**Passage to read**
◆ ◆ ◆ ◆

A Modest Proposal to Make Web Printing More Satisfying

A position paper for the W3C Workshop on High Quality Printing from the Web

John C. Thomas, jct@pogo.wv.tek.com

The HyperText mechanism for linking document content is one of the most seductive features of the web. But from the standpoint of printing, it is also problematic. While contextual linking may be well suited for "browsing", it is both confusing and frustrating to the reader who wishes to thoroughly traverse document content.

Since I find it easier to read long textual documents from a printed page than from my workstation screen, I find myself reaching for the "Print" button in my favorite web browser any time a document must be scrolled more than a few times. This becomes inconvenient, however, if the document has many HyperText links, since the document tree must be manually traversed. The "[Next]" link which is beginning to appear on web pages from some of the more professionally administered web sites is only a partial solution. The tool I want is an interactive web crawler which retrieves, indexes and prints a document and any linked documents out to some predefined sphere of context. When I click on the "Print" button, I want to walk up to my printer and pick up printed output which contains:

Since I have defined a web document to include a subset of all of its links, one interesting problem is to define just how large a context to print. I would like to be able to define this context interactively. But I may also like to be able to default to a set of custom preferences. I may want to select a document and all of its direct links. Or perhaps Nth-order indirect links from a particular HTTP server. I may want to restrict the total number of pages printed. Certainly, I want to avoid recursion. I see this dialog built directly into the "Print" feature of the web browser.

◆ ◆ ◆ ◆

**Exercise task**
Translate into French this sentence from the position paper on web printing: "I would like to be able to define this context interactively."

**Data section**
◆ ◆ ◆ ◆

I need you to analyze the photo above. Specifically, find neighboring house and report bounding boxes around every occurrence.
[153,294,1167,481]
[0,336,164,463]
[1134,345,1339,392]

◆ ◆ ◆ ◆

**Answer to this task**
J'aimerais pouvoir définir ce contexte de manière interactive.